### TEXTO MOSTRADO
************

Y pues hasta este lugar de sierras y montañas, vino a dar el busto de Lequerica. Y la verdad es que las autoridades municipales, un tanto sorprendidas, no sabían donde colocar la estatua. Luego de cavilar un buen rato, se decidió situarla en el Paseo de la Presa, exactamente enfrente del edificio del PRI. Y allí fue a dar la efigie del célebre ecuatoriano, en conmemoración de los lazos de hermanamiento de las dos ciudades.
Pero pronto apareció un reto descomunal, digno de una crónica de Ibargüengoitia o de un cuento de Don Eugenio Trueba. Resulta que había que regresar la honrosa visita de la autoridad de Quito, y no solo eso, sino que debíamos corresponder con una escultura de índole semejante. El gobierno local estaba en problemas. En ese tiempo no había dinero como ahora, para gastar en las peores necedades. El presupuesto era sumamente limitado, apenas para cubrir el viaje de una lánguida comitiva… pero ¿y la estatua?
Se decidió entonces, que tendríamos que ofrecer un busto de la figura guanajuatense más egregia, la del cura Don Miguel Hidalgo y Costilla. Pero luego habría que ver quién sería el escultor designado para tal obra, y cuyo precio fuese bastante discreto. Luego de sesudas pesquisas sobre émulos cuevanenses de Miguel Ángel, se decidió por un recomendado artesano cantarero. El modelo fue fácil de conseguir: un empleado de la presidencia municipal adquirió en una papelería una estampita del Padre de la Independencia. Inspirado en el cromo escolar, el maestro del cincel esculpió con premura el busto en una buena pieza de cantera guanajuatense. Ahí quedarían consolidados el noble rostro del libertador con los minerales de nuestra cañada.

************

### Registros de contornos
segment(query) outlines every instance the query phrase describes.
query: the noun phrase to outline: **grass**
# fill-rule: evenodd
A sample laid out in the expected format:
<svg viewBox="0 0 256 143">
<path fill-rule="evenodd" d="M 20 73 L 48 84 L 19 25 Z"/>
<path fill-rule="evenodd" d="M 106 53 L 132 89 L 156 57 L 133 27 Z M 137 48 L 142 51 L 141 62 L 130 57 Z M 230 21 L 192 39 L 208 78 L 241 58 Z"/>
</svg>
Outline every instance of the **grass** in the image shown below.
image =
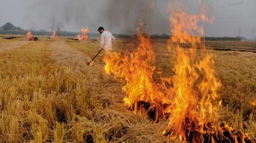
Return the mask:
<svg viewBox="0 0 256 143">
<path fill-rule="evenodd" d="M 19 40 L 22 39 L 10 41 Z M 167 121 L 152 124 L 147 117 L 125 110 L 121 90 L 124 82 L 104 73 L 101 55 L 94 66 L 81 61 L 83 57 L 96 54 L 98 42 L 58 41 L 61 45 L 42 38 L 0 52 L 0 142 L 168 141 L 162 135 Z M 0 49 L 11 42 L 0 40 Z M 157 57 L 154 77 L 157 81 L 160 77 L 158 72 L 162 77 L 174 73 L 166 43 L 154 43 Z M 245 42 L 209 44 L 255 48 L 253 43 Z M 59 46 L 58 50 L 52 45 Z M 130 46 L 120 39 L 113 44 L 115 50 Z M 75 50 L 65 54 L 59 49 Z M 222 119 L 255 139 L 256 54 L 208 52 L 216 54 L 216 74 L 223 83 L 219 90 Z M 63 54 L 61 62 L 55 57 L 56 54 Z"/>
</svg>

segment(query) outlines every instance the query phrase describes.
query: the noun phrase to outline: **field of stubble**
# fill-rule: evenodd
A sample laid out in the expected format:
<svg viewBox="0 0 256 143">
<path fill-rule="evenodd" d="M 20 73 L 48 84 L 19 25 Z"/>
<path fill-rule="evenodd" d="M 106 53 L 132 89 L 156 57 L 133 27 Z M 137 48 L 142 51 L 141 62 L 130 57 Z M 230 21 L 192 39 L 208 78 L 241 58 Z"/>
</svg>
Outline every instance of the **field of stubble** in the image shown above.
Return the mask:
<svg viewBox="0 0 256 143">
<path fill-rule="evenodd" d="M 168 123 L 152 124 L 123 105 L 125 82 L 107 75 L 99 42 L 46 37 L 38 42 L 0 37 L 0 142 L 167 142 Z M 117 39 L 114 50 L 130 48 Z M 173 65 L 166 42 L 154 41 L 158 72 L 170 77 Z M 215 49 L 223 106 L 233 128 L 256 139 L 256 42 L 207 42 Z M 232 51 L 235 50 L 235 51 Z M 250 52 L 246 52 L 250 51 Z M 174 140 L 169 140 L 174 142 Z"/>
</svg>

************

### EJERCICIOS PROPUESTOS
1) Reescribe como una lista breve el párrafo del texto mostrado que empieza con «Pero pronto apareció un reto descomunal». Conserva sus datos principales.
2) Según el texto mostrado, ¿en qué lugar se decidió colocar el busto de Lequerica?
3) Cita textualmente el pasaje del texto mostrado que abre con las palabras que contienen "Pero pronto apareció" y cierra con "pero ¿y la estatua?".
Los registros no intervienen en esto.

### RESPUESTAS
1)
- Surgió un reto enorme: había que devolver la visita de la autoridad de Quito.
- Además, se debía corresponder con una escultura semejante.
- El gobierno local estaba en problemas porque entonces no había dinero.
- El presupuesto, muy limitado, apenas alcanzaba para el viaje de una comitiva, y no para la estatua.

2) En el Paseo de la Presa, exactamente enfrente del edificio del PRI.

3)
Pero pronto apareció un reto descomunal, digno de una crónica de Ibargüengoitia o de un cuento de Don Eugenio Trueba. Resulta que había que regresar la honrosa visita de la autoridad de Quito, y no solo eso, sino que debíamos corresponder con una escultura de índole semejante. El gobierno local estaba en problemas. En ese tiempo no había dinero como ahora, para gastar en las peores necedades. El presupuesto era sumamente limitado, apenas para cubrir el viaje de una lánguida comitiva… pero ¿y la estatua?